• **Aim of the task**: Copy each line of the data below exactly, leaving out pictures.

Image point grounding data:
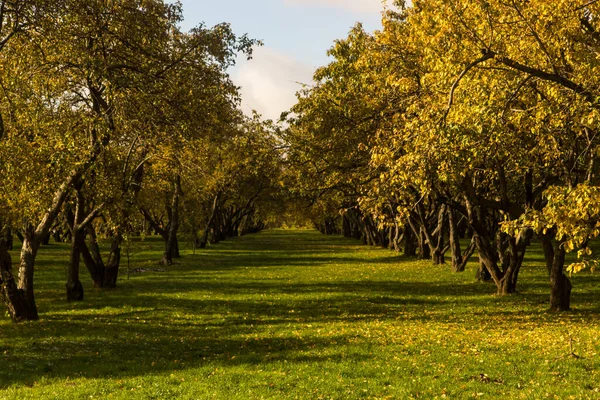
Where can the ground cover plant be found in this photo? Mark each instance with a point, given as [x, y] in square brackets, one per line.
[297, 314]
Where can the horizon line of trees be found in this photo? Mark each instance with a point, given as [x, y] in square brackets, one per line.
[110, 113]
[459, 119]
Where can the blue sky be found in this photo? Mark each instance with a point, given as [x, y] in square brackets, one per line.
[296, 36]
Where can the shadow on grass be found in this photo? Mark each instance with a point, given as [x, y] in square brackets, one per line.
[206, 311]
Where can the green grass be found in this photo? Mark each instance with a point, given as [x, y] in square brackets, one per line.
[293, 314]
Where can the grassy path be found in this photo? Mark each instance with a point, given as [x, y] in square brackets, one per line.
[293, 314]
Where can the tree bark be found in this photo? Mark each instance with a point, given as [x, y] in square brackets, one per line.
[171, 245]
[560, 284]
[12, 297]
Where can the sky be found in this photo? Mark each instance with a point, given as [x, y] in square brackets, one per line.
[296, 35]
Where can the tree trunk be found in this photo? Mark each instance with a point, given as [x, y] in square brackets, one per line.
[74, 286]
[28, 253]
[560, 284]
[114, 260]
[12, 297]
[171, 245]
[459, 260]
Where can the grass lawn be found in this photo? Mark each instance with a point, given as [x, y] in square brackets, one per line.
[294, 314]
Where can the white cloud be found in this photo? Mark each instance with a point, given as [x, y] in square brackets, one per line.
[357, 6]
[270, 81]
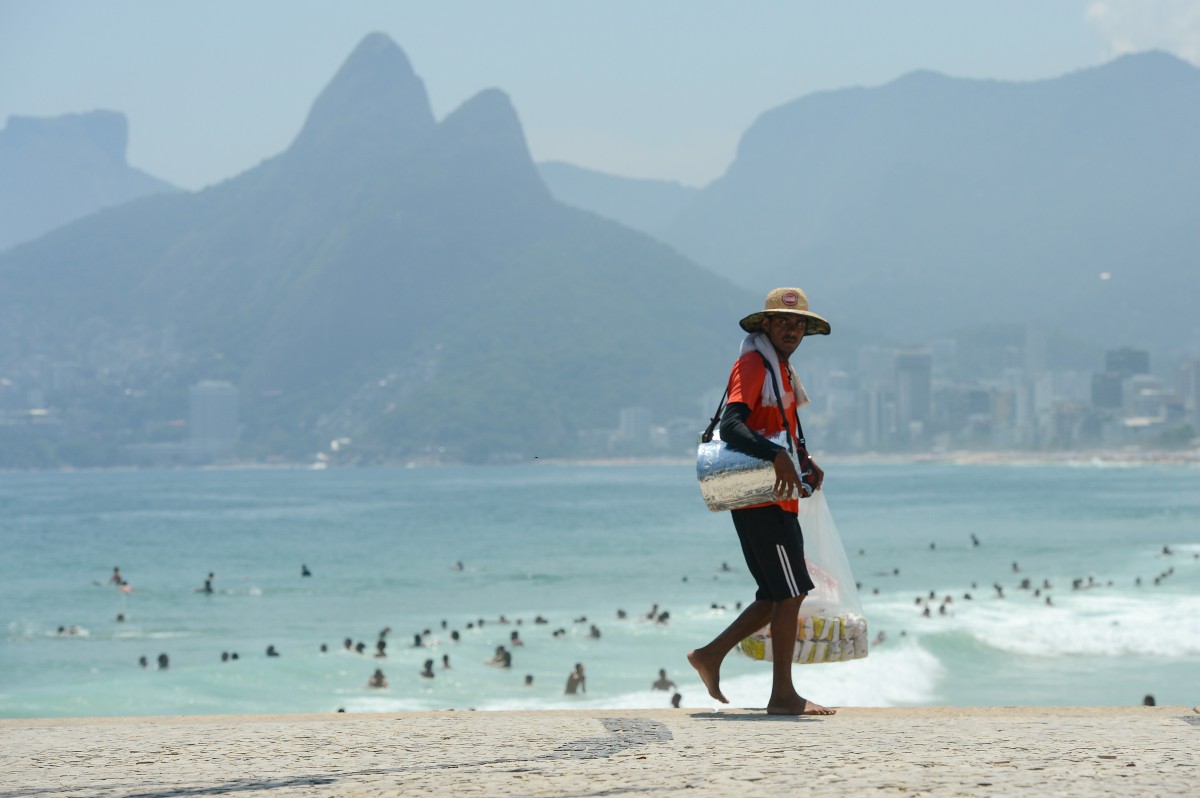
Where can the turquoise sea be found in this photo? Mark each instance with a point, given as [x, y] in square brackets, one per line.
[571, 543]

• **Exercise solution**:
Where can the ground cover plant be found in this photo? Mark each instance with a point, given as [x, y] in square brackets, one per line.
[297, 314]
Where can the horizon line of trees be found in this photo? Mark each instance with a point, given as [x, y] in square brackets, one per line.
[110, 113]
[459, 119]
Where can the blue sky be found in this photo? Mark each instance with a point, given as [x, y] in square brackets, one per line.
[296, 36]
Where can the shadow on grass be found in this photo? Mark each instance with a point, given as [x, y] in square brackets, one per line.
[206, 311]
Where can the green grass be found in this photo? Mark each instance with a point, given as [x, y] in square brackets, one per line.
[293, 314]
Where can the grassy path be found in this photo? Mark each instance with a point, given as [x, y] in square brackets, one per line.
[293, 314]
Where can the tree bark be found in this photo? Mark each instance with a point, given as [x, y] in square brackets, one per line.
[171, 245]
[560, 284]
[12, 297]
Where can the sky be found in this photo? Mark each instance with a point, given as [x, y] in square brackets, one per line.
[296, 35]
Where can the tree trunk be found in this photo? Mark each instance with a point, given as [x, y] in square brackets, one per line.
[74, 286]
[28, 253]
[560, 284]
[114, 260]
[12, 297]
[171, 245]
[459, 260]
Where can the grass lawn be found in this photo? Mark each instance with a point, given as [x, y] in square brackets, one per line.
[294, 314]
Where can the white cloud be found in this photo? Mark each instance with a point, given as [x, y] in square brackets, one per line.
[357, 6]
[270, 81]
Where can the turquoise sea be found in this photo? Mark each instance with a point, given as [x, y] in square brackets, one per line.
[571, 543]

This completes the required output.